# Given request:
Include the line containing "shorts and produce a box around each occurrence." and every line after it up to the end of the material below; reproduce them exactly and drop the pictures.

# Entries supplied:
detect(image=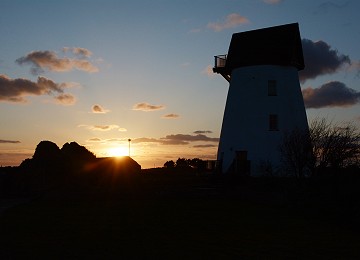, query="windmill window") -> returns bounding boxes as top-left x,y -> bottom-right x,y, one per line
269,114 -> 279,131
268,80 -> 277,96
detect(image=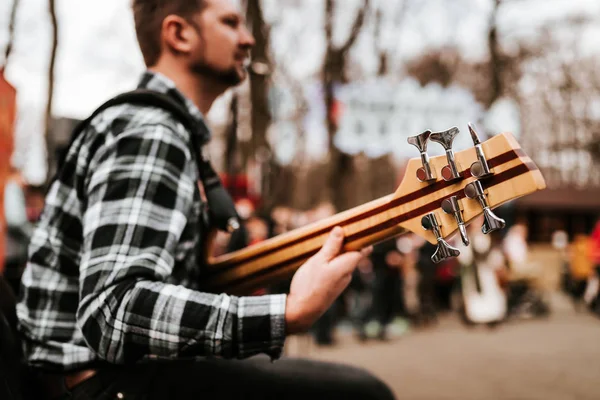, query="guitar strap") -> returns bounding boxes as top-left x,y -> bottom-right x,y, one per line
53,89 -> 240,232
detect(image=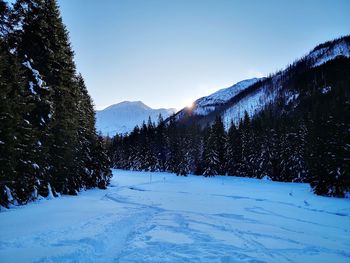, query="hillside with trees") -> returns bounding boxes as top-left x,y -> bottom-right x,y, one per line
108,37 -> 350,197
0,0 -> 111,207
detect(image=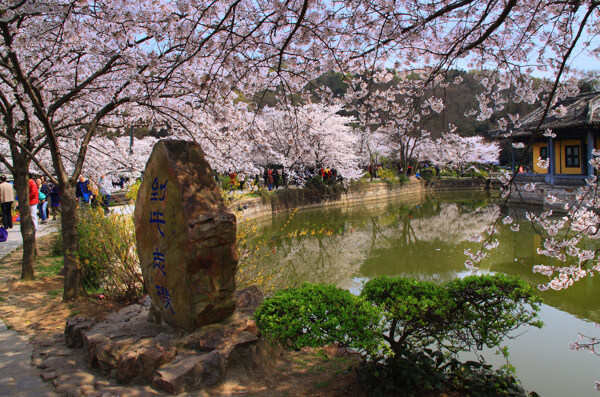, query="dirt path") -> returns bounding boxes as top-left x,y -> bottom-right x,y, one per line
0,235 -> 364,397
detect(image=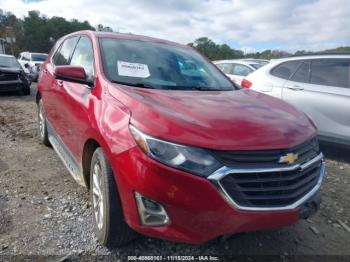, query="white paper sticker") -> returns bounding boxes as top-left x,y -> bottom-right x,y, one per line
118,61 -> 150,78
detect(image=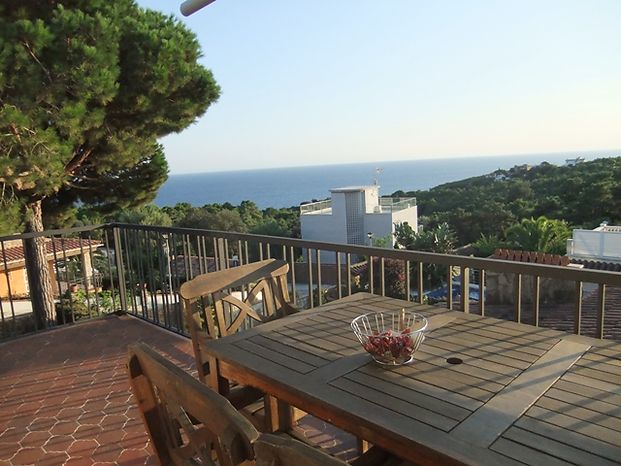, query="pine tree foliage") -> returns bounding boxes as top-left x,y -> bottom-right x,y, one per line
0,0 -> 219,232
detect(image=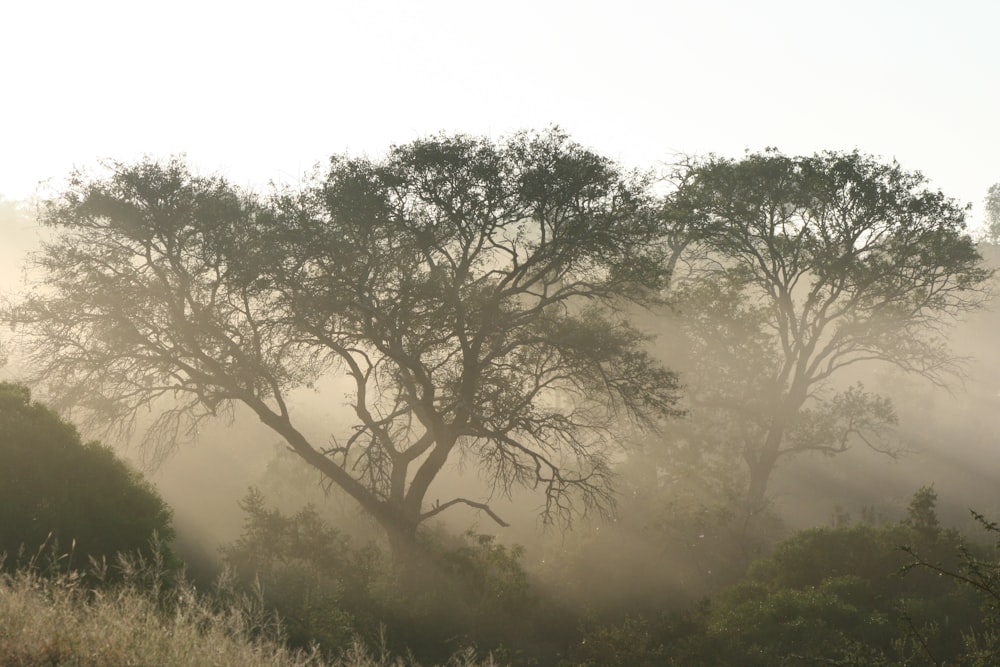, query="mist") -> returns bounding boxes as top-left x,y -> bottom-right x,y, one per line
0,146 -> 1000,664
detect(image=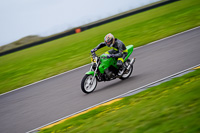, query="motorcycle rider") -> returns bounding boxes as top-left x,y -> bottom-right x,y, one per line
91,33 -> 128,76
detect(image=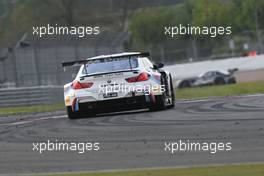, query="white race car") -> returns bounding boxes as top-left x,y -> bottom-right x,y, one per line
62,52 -> 174,119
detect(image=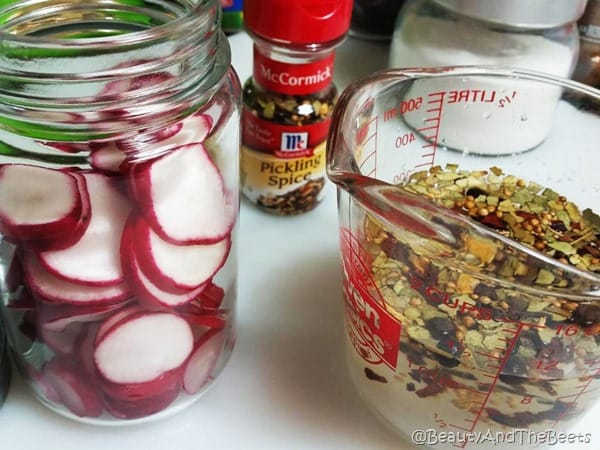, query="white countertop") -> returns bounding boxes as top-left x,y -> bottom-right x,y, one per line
0,33 -> 600,450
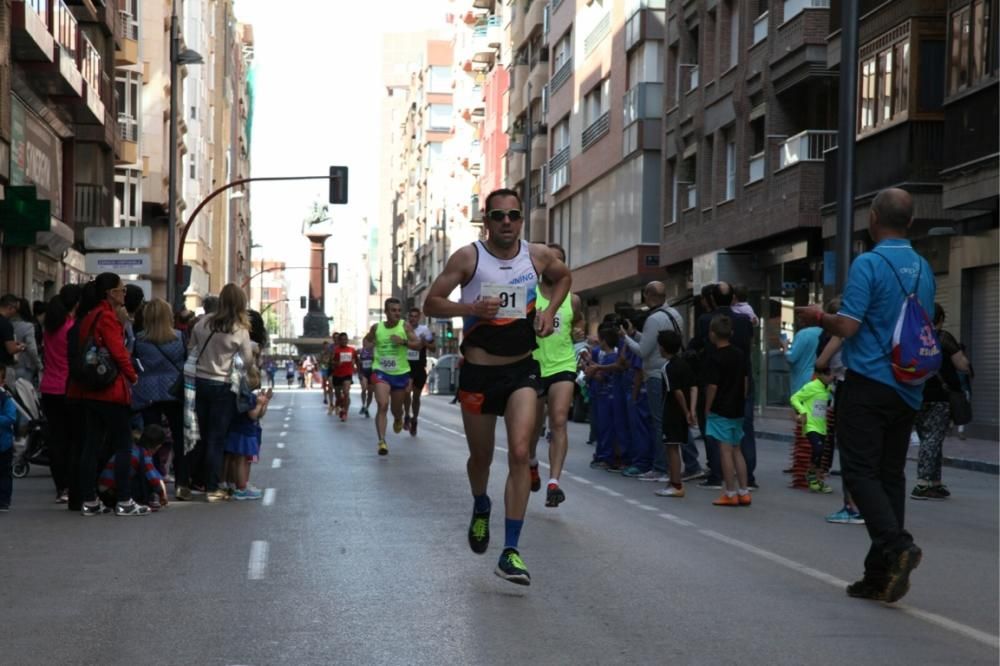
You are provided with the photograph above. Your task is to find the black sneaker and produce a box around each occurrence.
[885,543,923,604]
[545,486,566,506]
[469,511,490,555]
[910,486,950,502]
[494,548,531,585]
[847,577,886,601]
[80,502,106,516]
[115,500,152,516]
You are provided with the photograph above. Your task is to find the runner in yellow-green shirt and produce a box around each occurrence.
[529,243,583,507]
[365,298,420,456]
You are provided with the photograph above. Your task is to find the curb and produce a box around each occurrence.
[754,430,1000,475]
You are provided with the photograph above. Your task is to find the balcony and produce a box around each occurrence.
[115,115,139,165]
[823,119,944,204]
[507,150,524,187]
[771,0,831,93]
[10,0,55,62]
[472,24,496,66]
[625,0,667,51]
[531,134,549,166]
[524,0,548,39]
[548,146,569,194]
[622,83,663,126]
[77,33,104,125]
[581,111,611,150]
[778,130,837,171]
[747,151,764,185]
[115,11,139,67]
[525,59,549,104]
[549,57,573,95]
[753,12,768,44]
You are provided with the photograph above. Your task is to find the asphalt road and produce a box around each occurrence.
[0,390,1000,665]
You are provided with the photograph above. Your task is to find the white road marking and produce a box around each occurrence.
[247,541,269,580]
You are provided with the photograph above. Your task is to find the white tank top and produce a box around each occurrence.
[460,240,538,356]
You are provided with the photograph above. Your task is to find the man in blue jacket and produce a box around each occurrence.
[796,188,936,603]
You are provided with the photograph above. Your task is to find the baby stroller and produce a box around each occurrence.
[4,379,49,479]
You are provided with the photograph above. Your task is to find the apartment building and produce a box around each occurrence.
[660,0,837,406]
[822,0,1000,438]
[548,0,664,322]
[0,0,124,300]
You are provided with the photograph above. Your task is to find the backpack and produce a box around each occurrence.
[868,252,942,386]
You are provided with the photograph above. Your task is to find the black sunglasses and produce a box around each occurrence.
[486,208,521,222]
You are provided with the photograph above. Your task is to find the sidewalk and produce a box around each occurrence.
[754,416,1000,474]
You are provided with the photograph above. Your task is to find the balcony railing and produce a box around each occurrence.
[80,34,101,92]
[52,0,80,60]
[118,11,139,41]
[747,151,764,184]
[118,114,139,143]
[549,58,573,93]
[26,0,49,28]
[753,12,767,44]
[582,111,611,150]
[623,83,663,127]
[684,65,699,92]
[778,130,837,169]
[784,0,830,21]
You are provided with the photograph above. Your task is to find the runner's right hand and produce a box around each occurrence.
[472,296,500,319]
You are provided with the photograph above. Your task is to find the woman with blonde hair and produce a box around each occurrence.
[189,283,253,502]
[132,298,191,502]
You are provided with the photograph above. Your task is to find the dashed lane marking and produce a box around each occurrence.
[247,541,270,580]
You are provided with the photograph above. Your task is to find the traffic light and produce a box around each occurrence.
[330,167,347,204]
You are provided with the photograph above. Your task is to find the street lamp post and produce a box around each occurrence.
[167,0,204,308]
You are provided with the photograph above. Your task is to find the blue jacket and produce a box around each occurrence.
[132,333,186,410]
[0,393,17,451]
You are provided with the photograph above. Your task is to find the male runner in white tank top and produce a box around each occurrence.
[424,189,571,585]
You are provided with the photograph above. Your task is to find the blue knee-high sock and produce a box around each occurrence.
[503,518,524,549]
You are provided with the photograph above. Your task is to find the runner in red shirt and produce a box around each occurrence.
[330,333,358,421]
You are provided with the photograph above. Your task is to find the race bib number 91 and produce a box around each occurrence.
[479,284,528,319]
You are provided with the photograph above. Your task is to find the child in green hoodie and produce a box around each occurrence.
[791,368,833,493]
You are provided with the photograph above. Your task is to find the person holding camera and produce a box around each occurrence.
[620,280,684,481]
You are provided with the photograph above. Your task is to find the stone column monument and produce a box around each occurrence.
[302,203,333,338]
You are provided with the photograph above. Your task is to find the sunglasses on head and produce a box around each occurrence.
[486,208,521,222]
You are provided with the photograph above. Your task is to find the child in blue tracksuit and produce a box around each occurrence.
[0,365,17,511]
[587,327,620,469]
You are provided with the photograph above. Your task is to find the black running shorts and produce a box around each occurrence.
[458,356,542,416]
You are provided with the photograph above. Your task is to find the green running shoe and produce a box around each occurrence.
[494,548,531,585]
[469,511,490,555]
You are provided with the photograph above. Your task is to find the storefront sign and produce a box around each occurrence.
[10,97,63,219]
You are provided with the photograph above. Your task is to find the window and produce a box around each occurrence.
[552,28,573,73]
[583,78,611,127]
[725,129,736,201]
[948,0,993,95]
[427,65,452,93]
[858,40,910,133]
[429,104,453,130]
[552,118,569,155]
[628,40,663,88]
[729,0,740,67]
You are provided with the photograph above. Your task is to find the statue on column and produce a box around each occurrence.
[302,202,333,338]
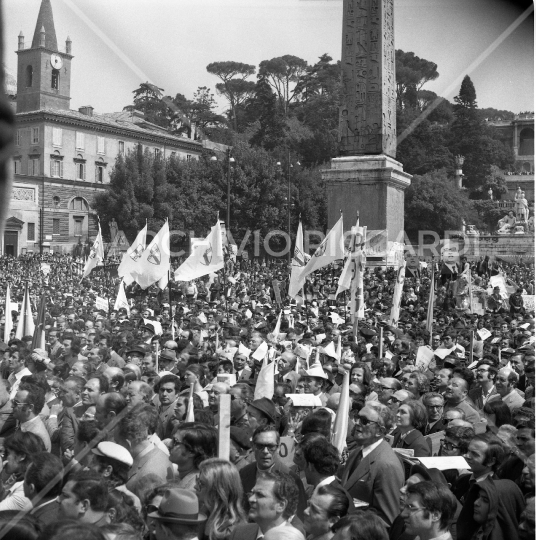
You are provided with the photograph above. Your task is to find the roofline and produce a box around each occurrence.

# Response to this exercise:
You are provided with the photograph above. Your task is to find the black running shorts and produce a box around each occurrence.
[458,356,542,416]
You are provided with the photograph above. Your task is to find the green running shoe and produce a box around each occurrence.
[494,548,531,585]
[469,511,490,555]
You are provided with the photograph above. Your task is to find the storefront sign and produce a box around each occurrence.
[10,97,63,219]
You are provided with the photograph above. Your task is to find the window and produce a box around each occurrence.
[552,28,573,73]
[583,78,611,127]
[725,129,736,201]
[948,0,993,95]
[427,65,452,93]
[858,40,910,133]
[429,104,453,130]
[552,118,569,155]
[628,40,663,88]
[729,0,740,67]
You are provided with the photograph above. Your task is to find the statue on column and produce a box around each occurrence.
[302,202,333,338]
You are provided with the photograph above. Your task is to find the roofline and produce a box around each occurrence.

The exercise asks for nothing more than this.